— WHAT YOU SHOULD DO —
Display each line of the data that contains the word "yellow".

==== RECORDS SUPPLIED

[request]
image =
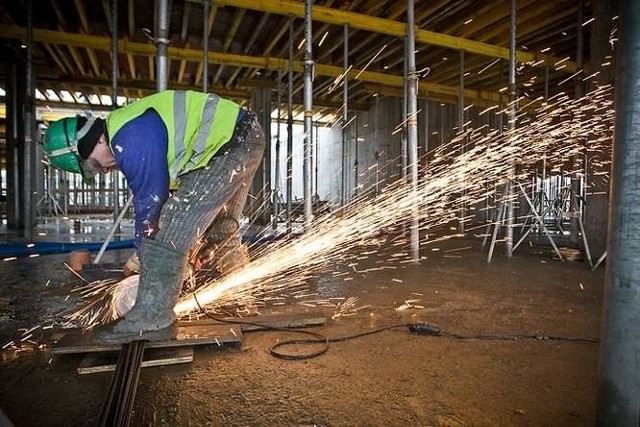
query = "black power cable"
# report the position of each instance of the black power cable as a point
(422, 328)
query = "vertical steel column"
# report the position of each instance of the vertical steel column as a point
(308, 113)
(13, 105)
(276, 185)
(162, 41)
(290, 128)
(463, 147)
(376, 144)
(355, 156)
(205, 46)
(29, 130)
(345, 114)
(403, 134)
(412, 123)
(314, 188)
(426, 129)
(512, 126)
(579, 93)
(114, 100)
(619, 369)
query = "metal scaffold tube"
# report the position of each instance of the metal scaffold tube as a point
(308, 113)
(114, 101)
(509, 193)
(276, 186)
(29, 131)
(290, 128)
(345, 115)
(619, 370)
(412, 124)
(162, 41)
(463, 207)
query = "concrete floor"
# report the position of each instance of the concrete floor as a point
(391, 378)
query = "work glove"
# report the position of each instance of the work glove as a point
(132, 266)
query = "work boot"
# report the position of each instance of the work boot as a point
(152, 317)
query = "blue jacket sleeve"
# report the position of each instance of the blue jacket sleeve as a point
(140, 151)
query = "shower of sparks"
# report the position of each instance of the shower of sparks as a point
(561, 128)
(370, 61)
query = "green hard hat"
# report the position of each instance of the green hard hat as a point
(61, 143)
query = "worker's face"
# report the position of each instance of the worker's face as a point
(103, 156)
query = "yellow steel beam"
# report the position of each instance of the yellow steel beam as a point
(389, 27)
(211, 19)
(128, 47)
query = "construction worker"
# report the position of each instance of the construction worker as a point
(210, 147)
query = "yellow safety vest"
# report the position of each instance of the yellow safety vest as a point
(198, 124)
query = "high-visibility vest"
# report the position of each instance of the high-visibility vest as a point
(198, 124)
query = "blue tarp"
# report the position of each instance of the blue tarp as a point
(42, 248)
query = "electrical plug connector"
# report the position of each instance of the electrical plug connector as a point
(424, 328)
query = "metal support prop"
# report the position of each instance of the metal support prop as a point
(463, 207)
(308, 113)
(114, 101)
(618, 401)
(345, 114)
(276, 185)
(579, 93)
(412, 123)
(512, 127)
(205, 45)
(355, 156)
(314, 187)
(162, 41)
(290, 128)
(426, 128)
(29, 131)
(403, 134)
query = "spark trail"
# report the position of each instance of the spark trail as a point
(560, 130)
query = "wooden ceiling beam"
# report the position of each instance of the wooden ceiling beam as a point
(85, 28)
(388, 27)
(267, 63)
(210, 20)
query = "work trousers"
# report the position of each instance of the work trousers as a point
(218, 190)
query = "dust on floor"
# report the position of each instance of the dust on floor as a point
(391, 378)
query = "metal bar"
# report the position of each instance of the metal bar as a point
(118, 404)
(345, 113)
(512, 126)
(29, 131)
(276, 186)
(205, 45)
(162, 42)
(463, 207)
(619, 371)
(403, 134)
(116, 226)
(290, 128)
(412, 123)
(308, 113)
(114, 100)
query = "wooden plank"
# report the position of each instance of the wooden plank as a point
(78, 341)
(101, 362)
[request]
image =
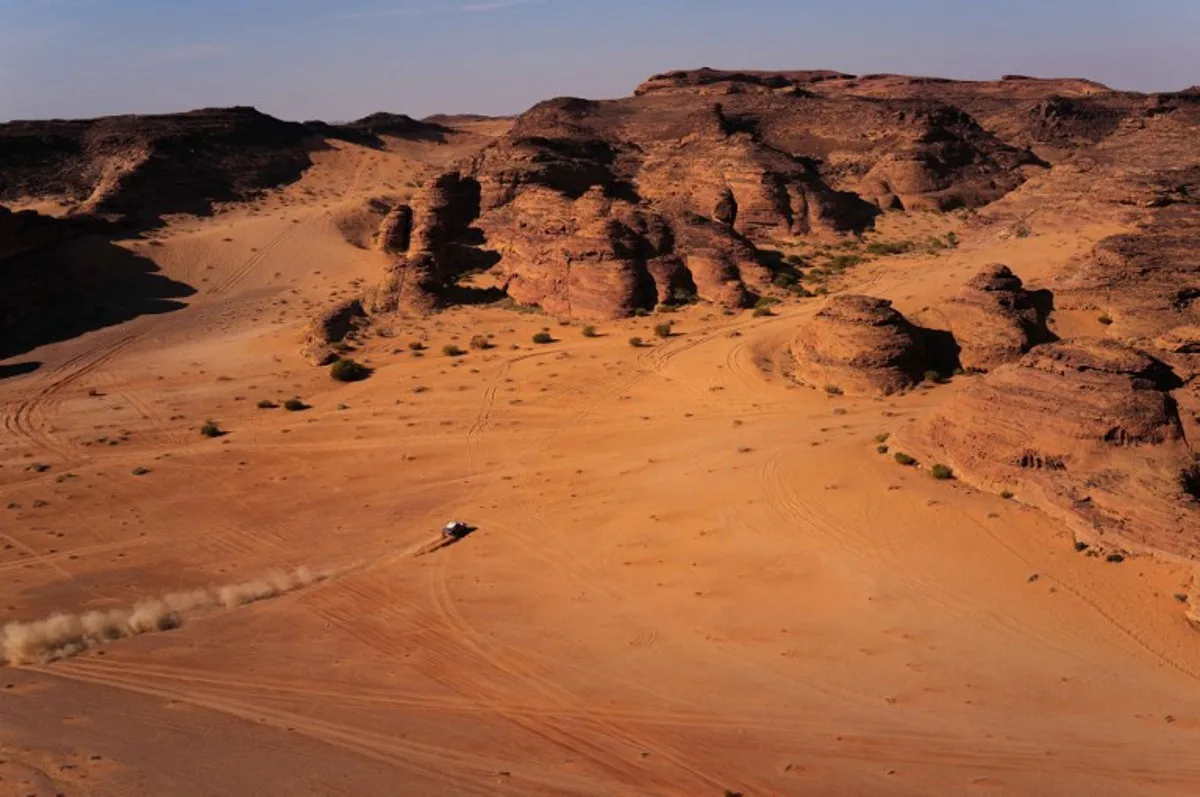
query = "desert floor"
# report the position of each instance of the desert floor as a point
(690, 575)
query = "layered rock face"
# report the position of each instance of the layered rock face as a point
(859, 345)
(60, 277)
(598, 209)
(995, 319)
(1086, 427)
(331, 328)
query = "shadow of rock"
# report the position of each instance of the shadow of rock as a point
(18, 369)
(71, 287)
(941, 349)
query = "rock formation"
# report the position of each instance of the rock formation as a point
(142, 167)
(331, 328)
(859, 345)
(995, 319)
(1085, 427)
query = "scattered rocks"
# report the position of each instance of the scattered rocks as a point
(1090, 430)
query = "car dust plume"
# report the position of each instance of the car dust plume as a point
(63, 635)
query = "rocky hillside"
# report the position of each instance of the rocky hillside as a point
(139, 168)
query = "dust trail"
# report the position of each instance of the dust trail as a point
(61, 635)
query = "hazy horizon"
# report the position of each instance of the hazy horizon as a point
(319, 59)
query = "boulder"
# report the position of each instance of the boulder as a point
(330, 328)
(859, 345)
(995, 319)
(396, 229)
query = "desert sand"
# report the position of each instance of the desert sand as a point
(691, 575)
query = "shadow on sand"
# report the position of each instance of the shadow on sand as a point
(59, 292)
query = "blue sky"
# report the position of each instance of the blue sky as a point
(306, 59)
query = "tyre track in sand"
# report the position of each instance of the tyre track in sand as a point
(30, 417)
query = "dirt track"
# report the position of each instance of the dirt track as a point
(690, 575)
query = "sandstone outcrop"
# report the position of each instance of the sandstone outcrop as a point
(395, 233)
(995, 319)
(142, 167)
(330, 328)
(859, 345)
(601, 208)
(1085, 427)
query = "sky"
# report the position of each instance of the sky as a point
(340, 60)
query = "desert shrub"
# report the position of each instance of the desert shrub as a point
(681, 295)
(349, 371)
(843, 262)
(941, 472)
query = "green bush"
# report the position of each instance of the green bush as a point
(349, 371)
(941, 472)
(889, 247)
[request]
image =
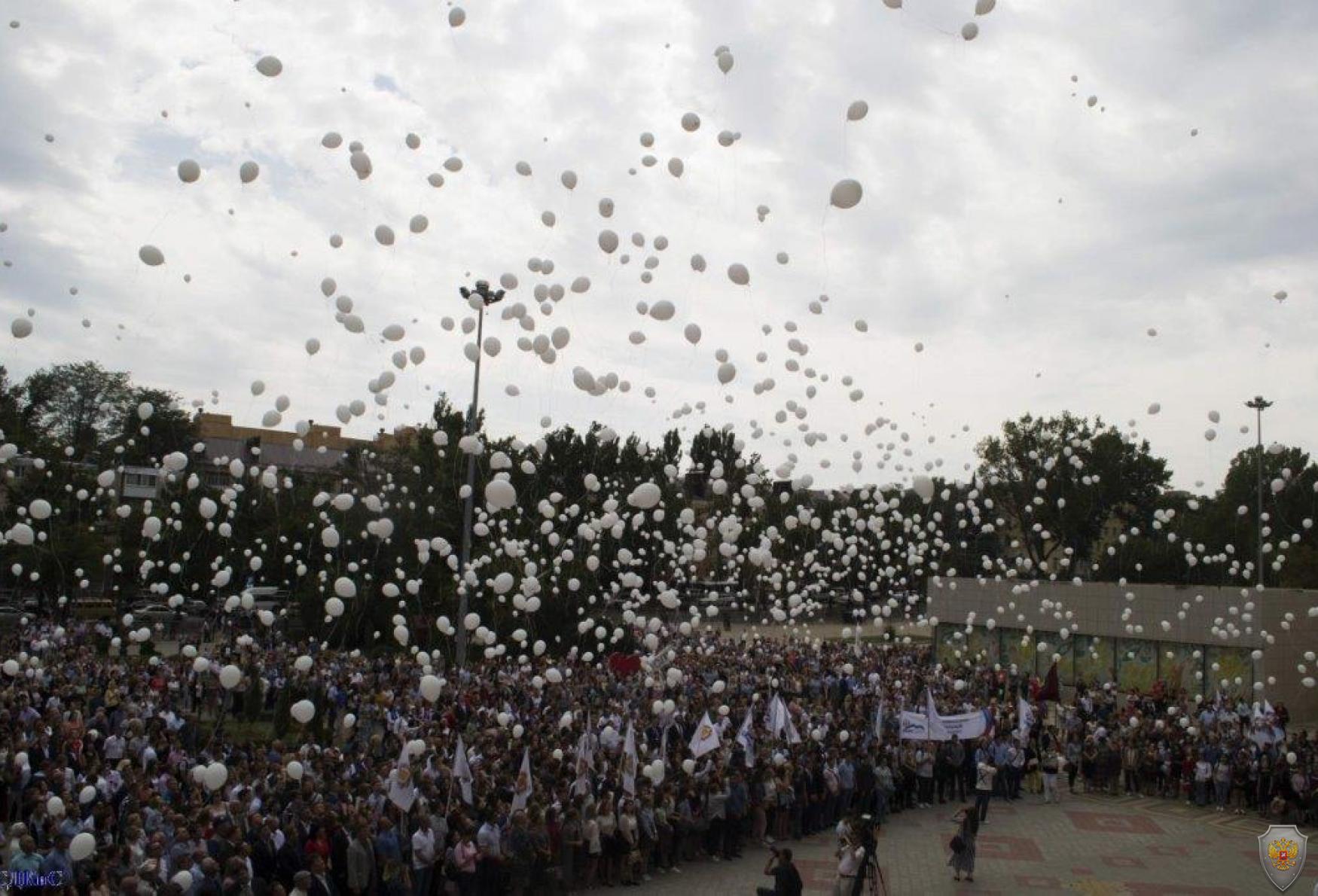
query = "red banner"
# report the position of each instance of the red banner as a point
(624, 663)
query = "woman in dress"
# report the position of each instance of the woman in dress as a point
(964, 859)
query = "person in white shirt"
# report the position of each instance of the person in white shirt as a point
(848, 866)
(423, 857)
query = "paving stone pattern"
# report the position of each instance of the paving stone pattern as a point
(1088, 845)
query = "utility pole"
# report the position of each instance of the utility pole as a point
(1259, 406)
(479, 298)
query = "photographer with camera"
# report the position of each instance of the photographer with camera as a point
(850, 857)
(787, 879)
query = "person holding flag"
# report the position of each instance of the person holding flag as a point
(746, 738)
(523, 787)
(630, 760)
(462, 771)
(706, 739)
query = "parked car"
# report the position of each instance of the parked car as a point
(154, 613)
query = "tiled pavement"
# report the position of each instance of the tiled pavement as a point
(1088, 845)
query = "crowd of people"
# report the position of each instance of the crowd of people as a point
(163, 775)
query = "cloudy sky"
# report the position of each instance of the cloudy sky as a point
(1028, 240)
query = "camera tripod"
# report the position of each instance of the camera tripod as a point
(869, 876)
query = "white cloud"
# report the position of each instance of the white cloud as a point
(964, 157)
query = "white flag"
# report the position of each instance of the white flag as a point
(746, 737)
(938, 732)
(630, 762)
(584, 763)
(401, 791)
(792, 737)
(706, 739)
(522, 791)
(776, 717)
(462, 771)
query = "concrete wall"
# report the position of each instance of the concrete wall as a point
(1097, 608)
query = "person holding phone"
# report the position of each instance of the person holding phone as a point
(787, 879)
(964, 843)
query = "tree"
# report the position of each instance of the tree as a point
(169, 428)
(1059, 481)
(17, 416)
(1288, 501)
(78, 404)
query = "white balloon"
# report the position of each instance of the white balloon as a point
(269, 66)
(82, 845)
(215, 775)
(500, 495)
(645, 495)
(847, 194)
(230, 678)
(304, 711)
(432, 688)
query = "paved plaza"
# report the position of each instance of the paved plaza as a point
(1086, 845)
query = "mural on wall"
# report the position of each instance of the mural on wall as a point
(950, 641)
(1065, 663)
(1136, 664)
(1094, 659)
(1230, 669)
(982, 646)
(1130, 663)
(1177, 666)
(1017, 648)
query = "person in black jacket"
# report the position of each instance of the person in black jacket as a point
(289, 858)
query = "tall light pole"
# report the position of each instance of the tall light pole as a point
(1259, 406)
(480, 298)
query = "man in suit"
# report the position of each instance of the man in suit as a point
(362, 861)
(321, 883)
(264, 853)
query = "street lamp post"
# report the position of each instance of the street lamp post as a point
(481, 297)
(1259, 406)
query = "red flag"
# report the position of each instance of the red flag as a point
(624, 663)
(1049, 690)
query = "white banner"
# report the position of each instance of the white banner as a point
(964, 727)
(915, 727)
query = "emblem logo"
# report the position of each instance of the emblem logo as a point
(1281, 850)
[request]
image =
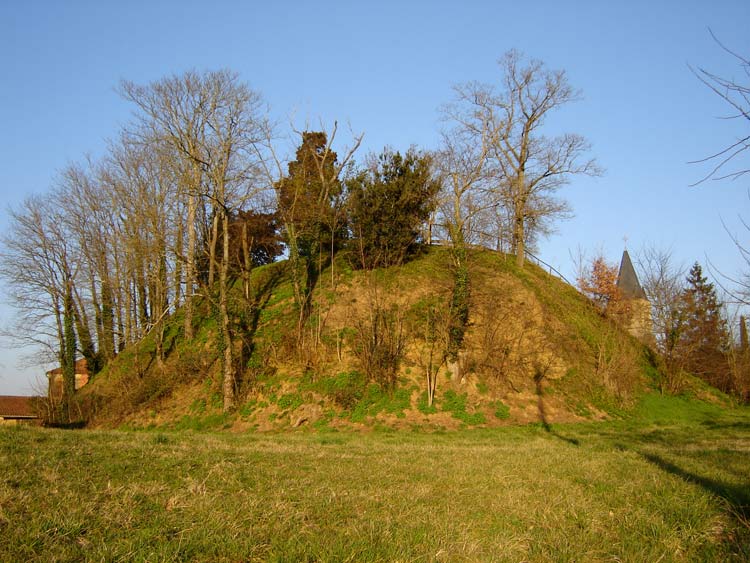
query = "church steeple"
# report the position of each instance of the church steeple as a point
(627, 280)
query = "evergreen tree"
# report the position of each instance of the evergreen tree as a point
(703, 335)
(388, 205)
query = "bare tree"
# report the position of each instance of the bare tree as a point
(736, 95)
(663, 281)
(528, 168)
(40, 264)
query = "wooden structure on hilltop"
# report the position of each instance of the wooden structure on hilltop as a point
(55, 379)
(17, 410)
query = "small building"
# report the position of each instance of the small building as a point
(55, 379)
(639, 322)
(17, 410)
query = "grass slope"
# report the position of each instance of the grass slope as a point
(535, 350)
(672, 484)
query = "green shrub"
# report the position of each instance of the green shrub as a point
(502, 411)
(422, 405)
(455, 404)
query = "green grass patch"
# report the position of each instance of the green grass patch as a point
(627, 490)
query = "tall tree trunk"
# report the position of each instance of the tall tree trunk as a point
(213, 242)
(190, 267)
(107, 342)
(248, 263)
(68, 352)
(229, 375)
(178, 266)
(88, 348)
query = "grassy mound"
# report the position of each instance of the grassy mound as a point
(535, 351)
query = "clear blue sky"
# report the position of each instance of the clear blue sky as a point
(386, 67)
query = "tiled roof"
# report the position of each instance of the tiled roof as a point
(627, 280)
(16, 407)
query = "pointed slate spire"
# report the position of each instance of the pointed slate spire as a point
(627, 280)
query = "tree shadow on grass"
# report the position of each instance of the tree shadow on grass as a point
(538, 378)
(737, 498)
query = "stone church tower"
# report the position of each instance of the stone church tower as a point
(639, 322)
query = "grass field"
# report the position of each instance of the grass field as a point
(671, 484)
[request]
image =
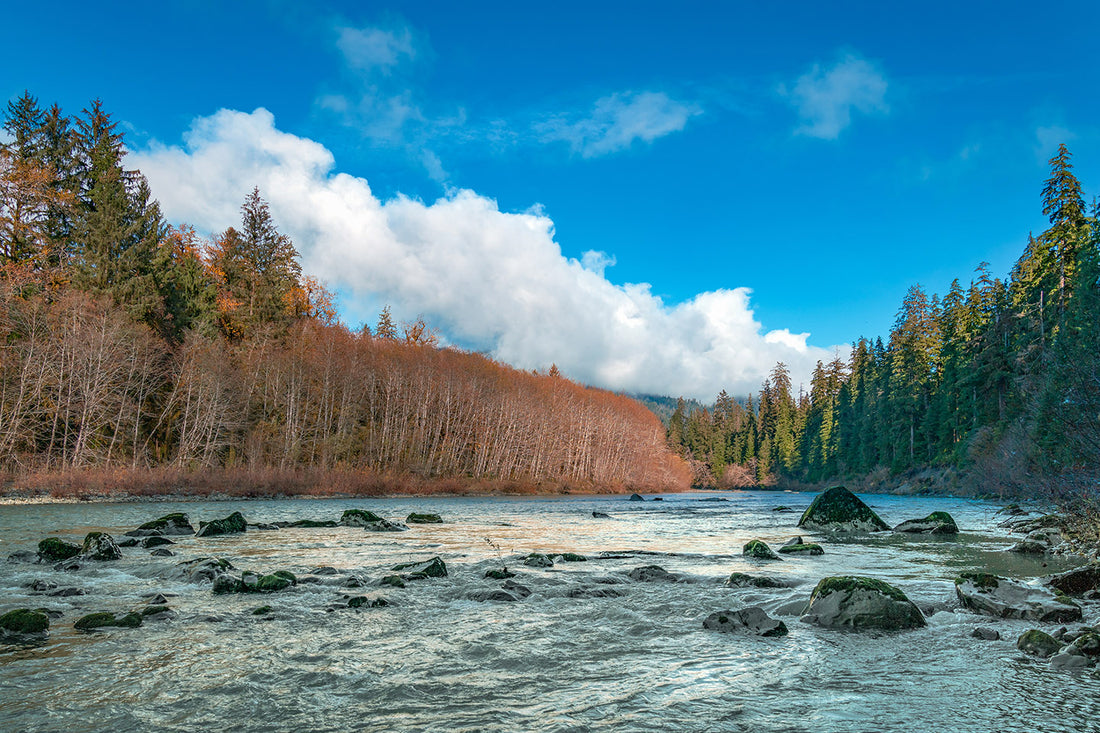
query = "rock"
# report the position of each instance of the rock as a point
(200, 569)
(99, 546)
(169, 524)
(838, 510)
(795, 546)
(53, 549)
(759, 550)
(501, 595)
(937, 523)
(432, 568)
(1077, 581)
(385, 525)
(424, 518)
(1008, 599)
(538, 560)
(752, 620)
(1038, 644)
(745, 580)
(24, 621)
(233, 524)
(858, 603)
(359, 518)
(651, 572)
(101, 620)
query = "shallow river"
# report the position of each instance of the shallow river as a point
(437, 660)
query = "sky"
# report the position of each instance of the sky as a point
(659, 198)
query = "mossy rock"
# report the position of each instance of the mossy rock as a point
(759, 550)
(860, 603)
(233, 524)
(24, 621)
(100, 546)
(424, 518)
(53, 549)
(838, 510)
(1038, 644)
(359, 517)
(103, 620)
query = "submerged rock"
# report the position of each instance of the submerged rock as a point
(432, 568)
(649, 573)
(169, 524)
(796, 546)
(538, 560)
(53, 549)
(759, 550)
(937, 523)
(838, 510)
(752, 620)
(857, 602)
(233, 524)
(99, 546)
(1008, 599)
(745, 580)
(1038, 644)
(424, 518)
(24, 621)
(102, 620)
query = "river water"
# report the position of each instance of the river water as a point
(435, 659)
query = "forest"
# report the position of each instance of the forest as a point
(992, 387)
(131, 348)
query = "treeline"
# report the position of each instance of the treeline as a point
(999, 379)
(127, 342)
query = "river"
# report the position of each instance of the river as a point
(435, 659)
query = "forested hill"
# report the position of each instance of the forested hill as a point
(997, 382)
(128, 343)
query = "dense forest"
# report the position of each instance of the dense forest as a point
(130, 345)
(996, 384)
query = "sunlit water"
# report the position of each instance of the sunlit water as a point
(437, 660)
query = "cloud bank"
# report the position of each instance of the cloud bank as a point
(491, 280)
(825, 98)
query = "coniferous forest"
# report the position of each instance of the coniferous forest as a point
(994, 384)
(130, 348)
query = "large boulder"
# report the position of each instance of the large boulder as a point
(432, 568)
(937, 523)
(752, 620)
(759, 550)
(53, 549)
(169, 524)
(838, 510)
(24, 621)
(233, 524)
(1009, 599)
(99, 546)
(858, 603)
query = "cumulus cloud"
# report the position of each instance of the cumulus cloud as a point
(491, 280)
(617, 121)
(826, 97)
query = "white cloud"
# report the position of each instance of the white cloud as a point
(490, 279)
(825, 98)
(617, 121)
(373, 48)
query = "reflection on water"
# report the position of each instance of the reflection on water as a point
(437, 660)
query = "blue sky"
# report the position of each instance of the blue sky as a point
(824, 155)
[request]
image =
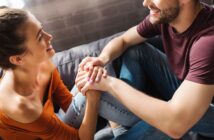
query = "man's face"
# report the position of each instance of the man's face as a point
(162, 11)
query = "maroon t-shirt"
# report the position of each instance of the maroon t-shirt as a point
(191, 53)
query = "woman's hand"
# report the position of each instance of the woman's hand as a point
(94, 67)
(84, 84)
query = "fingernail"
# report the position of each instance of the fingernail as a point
(88, 78)
(97, 79)
(90, 81)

========

— IN RESPONSE —
query = "yellow steel beam"
# report the position of each instance of the yellow steel beam as a point
query = "yellow safety vest"
# report the position of each instance of the yellow safety vest as a point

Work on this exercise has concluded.